START Dataset records

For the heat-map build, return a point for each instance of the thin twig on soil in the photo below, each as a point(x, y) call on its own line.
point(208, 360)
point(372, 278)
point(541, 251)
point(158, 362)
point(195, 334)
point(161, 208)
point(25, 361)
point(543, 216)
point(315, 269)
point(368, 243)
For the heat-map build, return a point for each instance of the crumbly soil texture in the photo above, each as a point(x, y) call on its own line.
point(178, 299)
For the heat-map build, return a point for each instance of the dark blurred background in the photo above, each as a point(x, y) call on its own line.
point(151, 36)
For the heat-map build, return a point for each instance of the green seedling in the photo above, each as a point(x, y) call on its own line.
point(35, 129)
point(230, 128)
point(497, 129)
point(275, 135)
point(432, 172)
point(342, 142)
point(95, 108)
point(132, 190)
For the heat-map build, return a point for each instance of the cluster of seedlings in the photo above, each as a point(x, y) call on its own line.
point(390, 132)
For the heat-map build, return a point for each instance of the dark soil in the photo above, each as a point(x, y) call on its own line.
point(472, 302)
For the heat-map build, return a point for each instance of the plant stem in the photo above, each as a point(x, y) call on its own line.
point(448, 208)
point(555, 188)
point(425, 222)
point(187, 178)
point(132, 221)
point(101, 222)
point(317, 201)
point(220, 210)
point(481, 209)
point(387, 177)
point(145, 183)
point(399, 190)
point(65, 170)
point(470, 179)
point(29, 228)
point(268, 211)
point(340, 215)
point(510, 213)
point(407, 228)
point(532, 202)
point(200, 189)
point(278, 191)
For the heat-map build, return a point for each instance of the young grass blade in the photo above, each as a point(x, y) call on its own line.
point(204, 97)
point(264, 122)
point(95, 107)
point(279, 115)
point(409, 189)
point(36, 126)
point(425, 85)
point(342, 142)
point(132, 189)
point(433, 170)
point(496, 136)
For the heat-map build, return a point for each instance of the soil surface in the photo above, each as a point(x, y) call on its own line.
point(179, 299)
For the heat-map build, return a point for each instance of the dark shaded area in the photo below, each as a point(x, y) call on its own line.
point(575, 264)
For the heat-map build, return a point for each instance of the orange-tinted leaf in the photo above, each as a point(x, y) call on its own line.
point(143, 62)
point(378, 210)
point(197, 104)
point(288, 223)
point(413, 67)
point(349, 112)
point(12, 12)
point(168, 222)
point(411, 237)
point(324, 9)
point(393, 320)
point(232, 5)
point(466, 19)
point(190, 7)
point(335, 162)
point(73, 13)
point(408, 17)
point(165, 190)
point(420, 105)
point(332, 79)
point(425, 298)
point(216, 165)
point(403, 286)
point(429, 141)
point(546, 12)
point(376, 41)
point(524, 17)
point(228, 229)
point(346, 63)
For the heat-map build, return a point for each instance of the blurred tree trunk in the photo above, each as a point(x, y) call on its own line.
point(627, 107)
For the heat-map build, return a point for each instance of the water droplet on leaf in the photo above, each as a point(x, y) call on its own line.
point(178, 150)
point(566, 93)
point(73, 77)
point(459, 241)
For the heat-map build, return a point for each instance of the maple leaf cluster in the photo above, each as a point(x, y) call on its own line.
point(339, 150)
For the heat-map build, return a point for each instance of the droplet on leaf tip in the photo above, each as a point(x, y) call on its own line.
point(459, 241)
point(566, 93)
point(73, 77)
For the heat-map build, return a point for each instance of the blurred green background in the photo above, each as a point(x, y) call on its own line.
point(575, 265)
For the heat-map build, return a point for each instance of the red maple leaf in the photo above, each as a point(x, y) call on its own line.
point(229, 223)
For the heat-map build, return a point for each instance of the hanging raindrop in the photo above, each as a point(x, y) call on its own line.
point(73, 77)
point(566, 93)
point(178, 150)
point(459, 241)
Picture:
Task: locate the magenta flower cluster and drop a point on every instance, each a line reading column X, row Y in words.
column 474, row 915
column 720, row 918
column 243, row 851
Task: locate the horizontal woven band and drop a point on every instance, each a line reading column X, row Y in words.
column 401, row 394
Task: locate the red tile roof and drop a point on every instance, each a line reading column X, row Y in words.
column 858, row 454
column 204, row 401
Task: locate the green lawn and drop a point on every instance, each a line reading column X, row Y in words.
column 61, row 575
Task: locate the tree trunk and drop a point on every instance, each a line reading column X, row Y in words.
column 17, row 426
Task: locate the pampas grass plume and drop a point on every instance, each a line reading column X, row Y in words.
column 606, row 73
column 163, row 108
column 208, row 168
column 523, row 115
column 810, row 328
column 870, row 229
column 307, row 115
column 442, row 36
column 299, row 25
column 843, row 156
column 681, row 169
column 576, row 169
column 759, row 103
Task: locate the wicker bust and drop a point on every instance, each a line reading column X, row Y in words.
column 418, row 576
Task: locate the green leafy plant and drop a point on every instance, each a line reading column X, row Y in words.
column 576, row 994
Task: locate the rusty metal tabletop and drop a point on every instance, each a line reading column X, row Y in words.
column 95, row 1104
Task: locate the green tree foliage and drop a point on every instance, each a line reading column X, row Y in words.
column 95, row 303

END Dataset records

**What to do**
Give the data back exactly as it stands.

**Answer section**
For the heat-map build, return a point for each instance of the thin twig on soil in the photo below, each as a point(x, y) call on its own line.
point(208, 360)
point(372, 278)
point(541, 251)
point(158, 362)
point(195, 334)
point(161, 208)
point(25, 361)
point(543, 216)
point(315, 269)
point(368, 243)
For the heat-map build, return a point for each instance of the crumbly soil texture in the photo above, each as a point(x, y) call on its own line.
point(178, 299)
For the heat-map build, return a point for each instance of the dark blurred background in the photo above, each as a point(x, y) call on its own line.
point(151, 36)
For the heat-map build, return a point for each instance of the green seedling in the photo above, each as a point(x, y) call on its own line.
point(35, 129)
point(230, 128)
point(497, 129)
point(275, 135)
point(432, 172)
point(342, 142)
point(95, 108)
point(132, 190)
For the heat-map build, return a point for each instance of the cluster of seedlings in the photo above, each as a point(x, y) call on its own line.
point(390, 132)
For the heat-map build, return a point for each instance of the dark soil in the photo above, each as a point(x, y) call on its own line.
point(472, 302)
For the heat-map build, return a point for each instance of the plant stem in the photo above, each as a point(x, y) call on its own line.
point(448, 208)
point(555, 188)
point(425, 222)
point(187, 178)
point(132, 221)
point(101, 222)
point(317, 201)
point(220, 210)
point(481, 209)
point(387, 177)
point(145, 183)
point(399, 190)
point(65, 170)
point(470, 179)
point(29, 228)
point(268, 211)
point(340, 215)
point(510, 213)
point(407, 228)
point(532, 202)
point(200, 189)
point(278, 191)
For the heat-map build, return a point for each instance of the young grass blade in the photo above, each as a point(x, y) call on its own line.
point(204, 97)
point(264, 122)
point(95, 107)
point(279, 115)
point(409, 189)
point(36, 126)
point(425, 85)
point(342, 142)
point(132, 189)
point(433, 170)
point(496, 136)
For the heat-map build, return a point for each instance of the soil surface in the photo above, each as a point(x, y) call on its own line.
point(179, 299)
For the heat-map build, return a point for each instance of the dark shaded area in the photo below, each as a point(x, y) call on its own line.
point(575, 264)
For the heat-map build, return a point for each instance of the orange-tinted leaf in the photo above, each as a point(x, y) call on its own line.
point(143, 62)
point(378, 210)
point(197, 104)
point(288, 223)
point(413, 67)
point(349, 112)
point(12, 12)
point(168, 222)
point(411, 237)
point(324, 9)
point(393, 320)
point(232, 5)
point(466, 19)
point(190, 7)
point(335, 162)
point(73, 13)
point(408, 17)
point(165, 190)
point(420, 105)
point(332, 79)
point(425, 298)
point(216, 165)
point(403, 286)
point(429, 141)
point(546, 12)
point(376, 41)
point(524, 17)
point(228, 229)
point(346, 63)
For the heat-map build, return a point for each instance of the blurred tree trunk in the photo above, each as a point(x, y) call on its own line.
point(627, 107)
For the heat-map build, return a point for each instance of the water droplet on leaf in the photo above, each as a point(x, y) call on its own line.
point(178, 150)
point(566, 93)
point(73, 77)
point(459, 241)
For the heat-map build, return a point for each instance of the maple leaf cluster in the photo above, each as a point(x, y) call on its own line.
point(339, 150)
For the heat-map build, return a point for each instance of the droplet on leaf tip in the photo above, each as a point(x, y) call on its own line.
point(459, 241)
point(566, 93)
point(73, 77)
For the heat-map build, return a point for each instance of the blurred green background in the photo above, each as a point(x, y) call on its own line.
point(575, 265)
For the heat-map build, return a point for each instance of the red maple leaf in the photo above, each as a point(x, y) call on its own line.
point(229, 223)
For the heat-map build, return a point for each instance of the hanging raindrop in the photo above, each as a point(x, y) call on its own line.
point(73, 77)
point(566, 93)
point(178, 150)
point(459, 241)
Picture:
Task: locate the magenta flower cluster and drop a point on every instance, each a line reading column X, row Y in words.
column 474, row 915
column 720, row 918
column 243, row 851
Task: locate the horizontal woven band and drop a point on every instance, each a line reading column X, row Y in words.
column 401, row 394
Task: locate the red tile roof and drop a point on every instance, each a line reading column X, row Y in words.
column 858, row 454
column 204, row 401
Task: locate the green lawn and drop a point on every instance, each a line reading column X, row Y in words.
column 61, row 575
Task: locate the tree trunk and drop a point on every instance, each a line reading column X, row Y in words.
column 17, row 426
Task: locate the pampas grass plume and drop a point on every instance, each a line reading column X, row Y in words.
column 606, row 73
column 163, row 108
column 208, row 168
column 523, row 115
column 810, row 328
column 870, row 229
column 307, row 115
column 442, row 36
column 299, row 25
column 843, row 156
column 681, row 169
column 576, row 169
column 759, row 103
Task: locate the wicker bust and drop a point on every instance, each a line reading column X, row Y in words.
column 418, row 576
Task: locate the green leafy plant and drop a point on every instance, each a line reading column X, row Y in words.
column 576, row 994
Task: locate the rusty metal tabletop and drop a point on every instance, each a line reading column X, row Y in words.
column 95, row 1104
Task: locate the green tree foliage and drop a point on every instance, each a line reading column X, row Y in words.
column 95, row 303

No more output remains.